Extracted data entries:
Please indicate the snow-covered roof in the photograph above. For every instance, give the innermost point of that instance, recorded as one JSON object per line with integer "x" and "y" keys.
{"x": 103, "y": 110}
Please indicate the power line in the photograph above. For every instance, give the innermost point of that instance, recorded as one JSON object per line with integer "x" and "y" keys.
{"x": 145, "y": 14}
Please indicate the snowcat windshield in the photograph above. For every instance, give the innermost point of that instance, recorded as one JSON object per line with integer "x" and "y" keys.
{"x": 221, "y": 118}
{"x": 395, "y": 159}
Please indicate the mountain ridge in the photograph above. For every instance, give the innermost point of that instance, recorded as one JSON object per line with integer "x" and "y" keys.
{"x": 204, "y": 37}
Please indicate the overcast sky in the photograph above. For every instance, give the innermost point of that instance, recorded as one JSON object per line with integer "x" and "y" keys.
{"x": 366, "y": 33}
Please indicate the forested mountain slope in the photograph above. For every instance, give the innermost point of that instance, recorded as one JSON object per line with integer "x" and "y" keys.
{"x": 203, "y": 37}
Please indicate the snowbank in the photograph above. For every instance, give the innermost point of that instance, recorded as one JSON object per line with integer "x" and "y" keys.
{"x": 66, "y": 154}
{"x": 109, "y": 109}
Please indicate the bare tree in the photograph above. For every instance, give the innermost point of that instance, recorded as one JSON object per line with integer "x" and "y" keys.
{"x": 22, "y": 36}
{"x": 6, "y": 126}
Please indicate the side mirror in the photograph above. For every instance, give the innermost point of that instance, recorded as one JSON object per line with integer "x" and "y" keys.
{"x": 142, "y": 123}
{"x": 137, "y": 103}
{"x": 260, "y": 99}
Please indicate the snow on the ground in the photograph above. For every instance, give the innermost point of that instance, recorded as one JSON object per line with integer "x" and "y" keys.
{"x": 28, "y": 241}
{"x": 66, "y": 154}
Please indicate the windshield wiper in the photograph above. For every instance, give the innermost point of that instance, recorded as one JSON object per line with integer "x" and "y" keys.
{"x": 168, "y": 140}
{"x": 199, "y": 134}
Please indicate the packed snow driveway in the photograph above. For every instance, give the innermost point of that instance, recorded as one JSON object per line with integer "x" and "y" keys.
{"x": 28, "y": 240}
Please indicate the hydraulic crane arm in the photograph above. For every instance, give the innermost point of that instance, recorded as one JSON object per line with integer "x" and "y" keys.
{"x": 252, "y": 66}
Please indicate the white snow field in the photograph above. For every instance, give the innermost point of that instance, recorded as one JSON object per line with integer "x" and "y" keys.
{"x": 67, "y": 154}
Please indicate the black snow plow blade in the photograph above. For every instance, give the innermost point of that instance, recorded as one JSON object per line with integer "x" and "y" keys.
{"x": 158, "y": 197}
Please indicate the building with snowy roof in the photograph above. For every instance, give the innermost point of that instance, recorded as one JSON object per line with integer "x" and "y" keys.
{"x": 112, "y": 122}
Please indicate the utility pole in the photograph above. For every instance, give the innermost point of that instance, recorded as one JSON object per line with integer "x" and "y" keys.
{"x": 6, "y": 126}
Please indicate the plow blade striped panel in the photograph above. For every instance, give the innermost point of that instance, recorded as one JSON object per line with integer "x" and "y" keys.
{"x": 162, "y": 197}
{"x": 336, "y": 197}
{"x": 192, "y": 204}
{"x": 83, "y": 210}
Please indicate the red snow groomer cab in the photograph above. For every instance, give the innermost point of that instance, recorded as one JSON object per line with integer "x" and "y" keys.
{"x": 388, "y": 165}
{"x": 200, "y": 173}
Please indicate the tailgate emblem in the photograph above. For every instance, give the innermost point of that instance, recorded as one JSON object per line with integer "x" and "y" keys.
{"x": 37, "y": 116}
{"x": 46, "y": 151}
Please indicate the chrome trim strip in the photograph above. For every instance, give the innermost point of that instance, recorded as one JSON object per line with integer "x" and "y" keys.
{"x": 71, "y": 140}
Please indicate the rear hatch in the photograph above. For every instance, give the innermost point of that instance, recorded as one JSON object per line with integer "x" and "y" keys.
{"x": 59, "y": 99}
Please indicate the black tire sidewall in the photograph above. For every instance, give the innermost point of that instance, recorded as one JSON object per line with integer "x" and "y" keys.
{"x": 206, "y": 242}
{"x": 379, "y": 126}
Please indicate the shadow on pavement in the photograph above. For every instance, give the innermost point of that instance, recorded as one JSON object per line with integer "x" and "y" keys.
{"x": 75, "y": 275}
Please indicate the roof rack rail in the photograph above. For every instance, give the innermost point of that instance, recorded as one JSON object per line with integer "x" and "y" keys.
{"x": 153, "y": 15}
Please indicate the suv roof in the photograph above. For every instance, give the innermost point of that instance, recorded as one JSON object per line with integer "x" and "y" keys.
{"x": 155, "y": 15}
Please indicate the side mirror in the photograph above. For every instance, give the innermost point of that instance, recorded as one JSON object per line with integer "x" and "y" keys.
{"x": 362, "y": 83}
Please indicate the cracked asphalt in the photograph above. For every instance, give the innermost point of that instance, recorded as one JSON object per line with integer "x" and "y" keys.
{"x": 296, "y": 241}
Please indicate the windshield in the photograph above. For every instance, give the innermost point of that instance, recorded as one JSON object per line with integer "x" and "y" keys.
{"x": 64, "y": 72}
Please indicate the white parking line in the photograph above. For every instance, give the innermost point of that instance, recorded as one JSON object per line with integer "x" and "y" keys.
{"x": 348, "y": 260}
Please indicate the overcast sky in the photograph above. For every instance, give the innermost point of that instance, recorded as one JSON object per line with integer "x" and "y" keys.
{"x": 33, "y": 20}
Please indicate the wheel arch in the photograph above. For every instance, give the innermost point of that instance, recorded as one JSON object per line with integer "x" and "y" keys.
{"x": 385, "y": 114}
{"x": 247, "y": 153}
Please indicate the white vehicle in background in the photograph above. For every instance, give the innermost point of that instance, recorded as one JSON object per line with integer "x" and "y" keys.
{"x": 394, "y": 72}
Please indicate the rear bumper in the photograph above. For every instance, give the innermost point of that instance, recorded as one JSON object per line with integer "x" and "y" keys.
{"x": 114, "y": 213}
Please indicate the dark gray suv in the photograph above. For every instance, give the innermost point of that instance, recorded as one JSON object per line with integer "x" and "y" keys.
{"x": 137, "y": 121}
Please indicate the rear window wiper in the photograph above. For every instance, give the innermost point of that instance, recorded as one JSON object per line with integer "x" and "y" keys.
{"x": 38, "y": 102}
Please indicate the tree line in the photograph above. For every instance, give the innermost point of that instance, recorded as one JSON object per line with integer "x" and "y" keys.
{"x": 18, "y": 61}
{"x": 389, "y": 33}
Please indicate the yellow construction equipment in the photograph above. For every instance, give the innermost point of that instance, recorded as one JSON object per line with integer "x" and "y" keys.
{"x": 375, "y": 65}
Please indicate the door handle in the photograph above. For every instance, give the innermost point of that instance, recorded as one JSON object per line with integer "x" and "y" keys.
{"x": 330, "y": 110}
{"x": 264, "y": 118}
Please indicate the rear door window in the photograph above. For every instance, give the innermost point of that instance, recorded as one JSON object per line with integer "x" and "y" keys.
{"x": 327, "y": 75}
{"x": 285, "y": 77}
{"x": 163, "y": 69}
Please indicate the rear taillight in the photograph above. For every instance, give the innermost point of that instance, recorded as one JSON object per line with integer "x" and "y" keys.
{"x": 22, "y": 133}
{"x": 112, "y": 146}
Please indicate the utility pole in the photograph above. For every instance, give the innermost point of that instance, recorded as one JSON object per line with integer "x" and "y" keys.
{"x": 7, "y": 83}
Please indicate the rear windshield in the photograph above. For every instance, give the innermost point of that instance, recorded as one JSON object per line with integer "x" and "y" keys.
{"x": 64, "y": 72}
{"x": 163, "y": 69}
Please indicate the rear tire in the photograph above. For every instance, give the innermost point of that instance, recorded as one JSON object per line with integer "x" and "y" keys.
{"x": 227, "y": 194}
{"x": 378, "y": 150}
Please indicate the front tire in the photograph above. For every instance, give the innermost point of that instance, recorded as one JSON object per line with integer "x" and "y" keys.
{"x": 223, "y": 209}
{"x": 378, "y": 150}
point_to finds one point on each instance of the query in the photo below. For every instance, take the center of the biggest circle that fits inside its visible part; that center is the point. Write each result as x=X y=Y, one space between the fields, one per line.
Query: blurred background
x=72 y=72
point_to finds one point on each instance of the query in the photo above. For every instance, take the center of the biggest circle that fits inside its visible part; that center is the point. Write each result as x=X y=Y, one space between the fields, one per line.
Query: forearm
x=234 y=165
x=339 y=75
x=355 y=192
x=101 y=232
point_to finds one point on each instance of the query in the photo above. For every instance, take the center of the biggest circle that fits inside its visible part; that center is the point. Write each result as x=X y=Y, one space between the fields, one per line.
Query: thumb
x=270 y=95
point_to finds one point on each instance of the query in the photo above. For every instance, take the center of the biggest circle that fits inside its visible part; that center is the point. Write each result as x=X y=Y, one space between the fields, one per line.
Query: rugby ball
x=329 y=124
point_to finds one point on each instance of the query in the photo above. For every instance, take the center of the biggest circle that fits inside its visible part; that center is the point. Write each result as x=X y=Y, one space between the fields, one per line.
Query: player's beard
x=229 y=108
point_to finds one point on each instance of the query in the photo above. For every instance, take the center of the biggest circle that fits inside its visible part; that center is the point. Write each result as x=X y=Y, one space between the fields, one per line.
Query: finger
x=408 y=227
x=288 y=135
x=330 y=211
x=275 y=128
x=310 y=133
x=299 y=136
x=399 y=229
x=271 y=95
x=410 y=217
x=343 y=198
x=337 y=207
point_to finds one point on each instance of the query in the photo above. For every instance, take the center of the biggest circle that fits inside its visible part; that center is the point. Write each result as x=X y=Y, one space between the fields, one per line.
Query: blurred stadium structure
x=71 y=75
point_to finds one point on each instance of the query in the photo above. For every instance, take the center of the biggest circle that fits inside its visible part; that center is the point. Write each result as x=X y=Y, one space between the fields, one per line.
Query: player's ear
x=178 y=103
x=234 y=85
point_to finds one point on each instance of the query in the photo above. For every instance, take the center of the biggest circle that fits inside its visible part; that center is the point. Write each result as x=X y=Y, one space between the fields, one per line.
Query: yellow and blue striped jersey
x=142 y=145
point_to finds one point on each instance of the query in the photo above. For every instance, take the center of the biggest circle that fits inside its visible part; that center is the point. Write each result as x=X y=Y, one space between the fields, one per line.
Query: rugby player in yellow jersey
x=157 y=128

- [Required work]:
Please state how many lines in the listing above contain the word "mountain", and give only the number.

- [Output for this task]:
2